WHAT IS ASKED:
Rewrite the material from the line with "Get badge on" to the line with "left=320, top=143, right=333, bottom=158", changing "lanyard" to "neck strap" and leaving everything else as it is. Give only those lines.

[Start of INPUT DATA]

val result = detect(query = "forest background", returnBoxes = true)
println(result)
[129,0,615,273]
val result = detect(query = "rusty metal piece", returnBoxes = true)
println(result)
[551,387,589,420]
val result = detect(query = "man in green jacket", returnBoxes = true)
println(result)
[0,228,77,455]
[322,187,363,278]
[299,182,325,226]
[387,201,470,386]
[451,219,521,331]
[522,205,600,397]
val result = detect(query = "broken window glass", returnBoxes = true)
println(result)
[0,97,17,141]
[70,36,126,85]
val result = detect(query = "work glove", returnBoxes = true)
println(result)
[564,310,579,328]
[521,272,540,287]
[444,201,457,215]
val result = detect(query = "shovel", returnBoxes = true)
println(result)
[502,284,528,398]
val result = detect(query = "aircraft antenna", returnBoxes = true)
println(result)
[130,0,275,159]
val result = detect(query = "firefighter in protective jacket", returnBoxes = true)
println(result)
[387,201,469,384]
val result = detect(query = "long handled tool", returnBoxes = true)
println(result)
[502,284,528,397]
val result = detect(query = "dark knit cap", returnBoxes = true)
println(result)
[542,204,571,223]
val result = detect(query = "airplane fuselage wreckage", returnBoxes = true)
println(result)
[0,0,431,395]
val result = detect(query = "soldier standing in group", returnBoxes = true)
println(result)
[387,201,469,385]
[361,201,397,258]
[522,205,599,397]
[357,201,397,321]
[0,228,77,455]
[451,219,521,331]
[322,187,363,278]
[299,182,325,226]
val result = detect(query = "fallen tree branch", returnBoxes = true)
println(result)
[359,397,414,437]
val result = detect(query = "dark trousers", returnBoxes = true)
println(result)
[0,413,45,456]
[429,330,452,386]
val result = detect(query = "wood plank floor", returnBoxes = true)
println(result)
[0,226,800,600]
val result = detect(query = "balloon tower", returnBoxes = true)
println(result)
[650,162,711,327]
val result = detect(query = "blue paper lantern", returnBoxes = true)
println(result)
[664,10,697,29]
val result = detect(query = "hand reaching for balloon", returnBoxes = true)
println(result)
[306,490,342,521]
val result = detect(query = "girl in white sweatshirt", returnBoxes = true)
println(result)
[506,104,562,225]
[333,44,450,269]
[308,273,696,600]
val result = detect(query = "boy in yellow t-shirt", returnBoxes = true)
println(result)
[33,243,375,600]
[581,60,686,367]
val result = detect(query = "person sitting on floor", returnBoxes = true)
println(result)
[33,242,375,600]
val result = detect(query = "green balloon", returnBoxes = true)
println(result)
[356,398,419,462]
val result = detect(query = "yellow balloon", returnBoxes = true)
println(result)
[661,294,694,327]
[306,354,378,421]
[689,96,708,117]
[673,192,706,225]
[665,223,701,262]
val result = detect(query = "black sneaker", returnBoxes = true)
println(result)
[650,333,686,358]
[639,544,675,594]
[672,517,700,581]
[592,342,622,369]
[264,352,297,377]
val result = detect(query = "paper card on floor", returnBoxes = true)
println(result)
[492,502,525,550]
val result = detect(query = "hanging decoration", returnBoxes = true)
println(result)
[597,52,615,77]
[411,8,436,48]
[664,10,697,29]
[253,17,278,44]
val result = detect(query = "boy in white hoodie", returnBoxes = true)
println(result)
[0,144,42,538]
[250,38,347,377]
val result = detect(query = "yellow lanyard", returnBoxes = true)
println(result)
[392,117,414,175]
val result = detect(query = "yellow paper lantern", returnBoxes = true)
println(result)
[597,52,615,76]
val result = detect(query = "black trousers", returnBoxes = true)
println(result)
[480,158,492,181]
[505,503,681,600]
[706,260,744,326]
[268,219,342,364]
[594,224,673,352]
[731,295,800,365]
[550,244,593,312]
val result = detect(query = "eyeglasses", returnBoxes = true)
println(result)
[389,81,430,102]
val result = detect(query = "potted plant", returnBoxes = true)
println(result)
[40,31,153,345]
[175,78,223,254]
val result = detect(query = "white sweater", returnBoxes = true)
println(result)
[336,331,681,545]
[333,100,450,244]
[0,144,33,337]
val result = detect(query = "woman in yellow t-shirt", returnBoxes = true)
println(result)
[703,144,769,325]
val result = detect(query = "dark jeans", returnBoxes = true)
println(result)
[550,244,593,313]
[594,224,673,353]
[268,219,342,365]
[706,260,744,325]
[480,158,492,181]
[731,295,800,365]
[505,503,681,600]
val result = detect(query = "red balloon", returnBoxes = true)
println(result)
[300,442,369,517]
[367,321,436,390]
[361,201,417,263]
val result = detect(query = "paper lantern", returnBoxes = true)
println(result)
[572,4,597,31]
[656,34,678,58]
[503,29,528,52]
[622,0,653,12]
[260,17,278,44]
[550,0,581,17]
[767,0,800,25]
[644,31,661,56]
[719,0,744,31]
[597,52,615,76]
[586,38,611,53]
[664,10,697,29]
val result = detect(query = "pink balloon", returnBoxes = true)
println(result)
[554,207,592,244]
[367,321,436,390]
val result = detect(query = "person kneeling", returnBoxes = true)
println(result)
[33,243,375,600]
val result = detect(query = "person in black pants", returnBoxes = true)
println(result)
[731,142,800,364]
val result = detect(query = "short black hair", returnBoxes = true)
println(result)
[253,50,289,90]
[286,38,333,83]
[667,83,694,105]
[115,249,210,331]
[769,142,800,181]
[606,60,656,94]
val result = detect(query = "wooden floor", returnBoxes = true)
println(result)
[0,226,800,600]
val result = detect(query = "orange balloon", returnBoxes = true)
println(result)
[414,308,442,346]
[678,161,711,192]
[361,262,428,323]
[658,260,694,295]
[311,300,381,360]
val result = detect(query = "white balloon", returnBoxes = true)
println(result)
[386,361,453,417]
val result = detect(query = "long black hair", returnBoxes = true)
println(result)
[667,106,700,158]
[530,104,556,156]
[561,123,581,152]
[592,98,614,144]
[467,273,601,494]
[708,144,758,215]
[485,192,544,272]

[End of INPUT DATA]
[Start of INPUT DATA]

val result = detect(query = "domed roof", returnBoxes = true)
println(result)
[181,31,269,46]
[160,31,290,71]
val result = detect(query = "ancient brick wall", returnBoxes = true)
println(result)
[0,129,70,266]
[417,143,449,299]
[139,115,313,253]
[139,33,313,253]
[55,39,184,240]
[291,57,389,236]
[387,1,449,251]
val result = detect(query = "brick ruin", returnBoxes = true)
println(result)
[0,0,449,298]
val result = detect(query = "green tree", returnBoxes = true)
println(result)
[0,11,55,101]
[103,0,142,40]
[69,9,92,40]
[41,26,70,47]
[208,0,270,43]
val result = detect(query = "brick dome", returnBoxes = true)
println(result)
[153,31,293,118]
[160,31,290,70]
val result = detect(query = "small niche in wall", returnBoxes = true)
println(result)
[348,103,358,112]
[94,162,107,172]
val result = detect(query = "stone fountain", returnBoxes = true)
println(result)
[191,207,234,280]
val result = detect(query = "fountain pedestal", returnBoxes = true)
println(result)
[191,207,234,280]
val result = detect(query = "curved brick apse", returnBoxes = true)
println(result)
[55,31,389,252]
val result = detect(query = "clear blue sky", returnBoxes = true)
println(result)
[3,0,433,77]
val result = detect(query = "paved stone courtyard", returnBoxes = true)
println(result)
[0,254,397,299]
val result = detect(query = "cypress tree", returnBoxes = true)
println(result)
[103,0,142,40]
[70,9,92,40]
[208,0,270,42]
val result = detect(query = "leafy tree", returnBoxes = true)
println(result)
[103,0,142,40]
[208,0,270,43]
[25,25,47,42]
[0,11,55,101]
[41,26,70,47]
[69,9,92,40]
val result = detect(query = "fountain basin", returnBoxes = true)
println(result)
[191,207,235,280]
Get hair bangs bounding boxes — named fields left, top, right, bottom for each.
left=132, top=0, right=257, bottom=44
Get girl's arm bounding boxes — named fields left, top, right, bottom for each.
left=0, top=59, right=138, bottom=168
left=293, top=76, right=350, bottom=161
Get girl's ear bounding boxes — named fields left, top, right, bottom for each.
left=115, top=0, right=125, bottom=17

[End of INPUT DATA]
[Start of INPUT DATA]

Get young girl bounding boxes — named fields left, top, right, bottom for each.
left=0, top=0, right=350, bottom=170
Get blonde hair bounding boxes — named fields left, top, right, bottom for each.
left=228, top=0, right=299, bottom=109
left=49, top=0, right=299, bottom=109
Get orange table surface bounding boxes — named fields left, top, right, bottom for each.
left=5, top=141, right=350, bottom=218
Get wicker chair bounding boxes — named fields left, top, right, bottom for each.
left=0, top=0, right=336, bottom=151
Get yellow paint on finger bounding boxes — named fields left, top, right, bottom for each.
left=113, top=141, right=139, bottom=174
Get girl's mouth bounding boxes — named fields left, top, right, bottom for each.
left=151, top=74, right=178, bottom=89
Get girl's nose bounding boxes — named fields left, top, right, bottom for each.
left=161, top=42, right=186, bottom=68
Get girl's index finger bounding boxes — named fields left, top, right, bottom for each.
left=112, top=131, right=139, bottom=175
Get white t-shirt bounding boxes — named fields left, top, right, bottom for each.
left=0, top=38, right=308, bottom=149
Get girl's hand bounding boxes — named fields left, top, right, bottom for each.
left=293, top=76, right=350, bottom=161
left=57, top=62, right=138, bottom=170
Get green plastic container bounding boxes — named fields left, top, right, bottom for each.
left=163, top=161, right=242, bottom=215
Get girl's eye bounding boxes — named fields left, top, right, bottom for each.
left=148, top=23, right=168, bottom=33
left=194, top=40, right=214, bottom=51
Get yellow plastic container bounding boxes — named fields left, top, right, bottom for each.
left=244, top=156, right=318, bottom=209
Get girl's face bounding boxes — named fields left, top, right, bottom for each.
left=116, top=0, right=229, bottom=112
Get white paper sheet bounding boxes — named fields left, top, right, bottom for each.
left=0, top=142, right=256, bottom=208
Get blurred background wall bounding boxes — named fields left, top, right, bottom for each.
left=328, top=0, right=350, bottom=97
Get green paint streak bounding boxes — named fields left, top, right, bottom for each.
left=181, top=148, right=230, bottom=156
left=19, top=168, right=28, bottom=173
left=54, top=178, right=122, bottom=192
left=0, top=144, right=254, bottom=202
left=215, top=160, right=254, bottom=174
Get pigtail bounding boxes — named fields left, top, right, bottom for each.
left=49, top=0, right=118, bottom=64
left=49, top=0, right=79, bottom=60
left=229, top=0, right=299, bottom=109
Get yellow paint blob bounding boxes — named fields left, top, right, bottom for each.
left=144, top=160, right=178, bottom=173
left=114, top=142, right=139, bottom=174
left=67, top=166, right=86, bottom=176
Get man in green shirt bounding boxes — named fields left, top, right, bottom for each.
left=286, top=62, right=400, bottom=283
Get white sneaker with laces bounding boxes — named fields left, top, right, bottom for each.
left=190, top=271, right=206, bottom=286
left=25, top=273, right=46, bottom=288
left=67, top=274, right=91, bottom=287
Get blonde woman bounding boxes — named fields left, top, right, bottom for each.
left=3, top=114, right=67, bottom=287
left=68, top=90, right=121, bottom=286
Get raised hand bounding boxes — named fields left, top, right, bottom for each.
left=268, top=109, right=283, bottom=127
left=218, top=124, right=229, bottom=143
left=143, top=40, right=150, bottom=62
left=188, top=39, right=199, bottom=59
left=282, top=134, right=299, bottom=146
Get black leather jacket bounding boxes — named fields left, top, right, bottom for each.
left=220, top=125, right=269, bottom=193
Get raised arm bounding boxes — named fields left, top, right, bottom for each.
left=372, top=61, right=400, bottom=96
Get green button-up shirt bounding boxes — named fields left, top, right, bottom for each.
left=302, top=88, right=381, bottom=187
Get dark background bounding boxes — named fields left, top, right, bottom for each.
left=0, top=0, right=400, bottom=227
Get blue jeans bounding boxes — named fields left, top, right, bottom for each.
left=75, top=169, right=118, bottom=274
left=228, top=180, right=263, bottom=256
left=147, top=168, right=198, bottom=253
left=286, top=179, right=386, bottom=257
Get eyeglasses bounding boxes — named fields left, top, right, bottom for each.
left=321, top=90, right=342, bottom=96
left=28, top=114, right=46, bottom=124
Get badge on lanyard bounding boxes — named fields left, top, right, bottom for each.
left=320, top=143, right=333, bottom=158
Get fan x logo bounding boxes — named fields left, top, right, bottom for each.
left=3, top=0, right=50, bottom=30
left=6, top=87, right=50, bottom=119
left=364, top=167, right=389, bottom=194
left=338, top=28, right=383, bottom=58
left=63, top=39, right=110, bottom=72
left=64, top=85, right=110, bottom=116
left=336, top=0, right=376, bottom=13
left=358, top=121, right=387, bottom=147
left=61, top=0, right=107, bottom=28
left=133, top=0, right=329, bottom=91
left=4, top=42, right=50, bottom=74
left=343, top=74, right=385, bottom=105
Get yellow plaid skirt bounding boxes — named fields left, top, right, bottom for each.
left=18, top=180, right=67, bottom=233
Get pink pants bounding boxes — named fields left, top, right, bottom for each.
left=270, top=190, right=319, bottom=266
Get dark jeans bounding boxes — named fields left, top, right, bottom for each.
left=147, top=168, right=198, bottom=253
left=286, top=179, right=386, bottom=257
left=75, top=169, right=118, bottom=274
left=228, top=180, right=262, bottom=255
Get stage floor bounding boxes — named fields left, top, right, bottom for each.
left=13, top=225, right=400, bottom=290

[End of INPUT DATA]

EXPECTED ANSWER:
Get badge on neck strap bounding boxes — named fields left, top, right, bottom for each.
left=320, top=143, right=333, bottom=158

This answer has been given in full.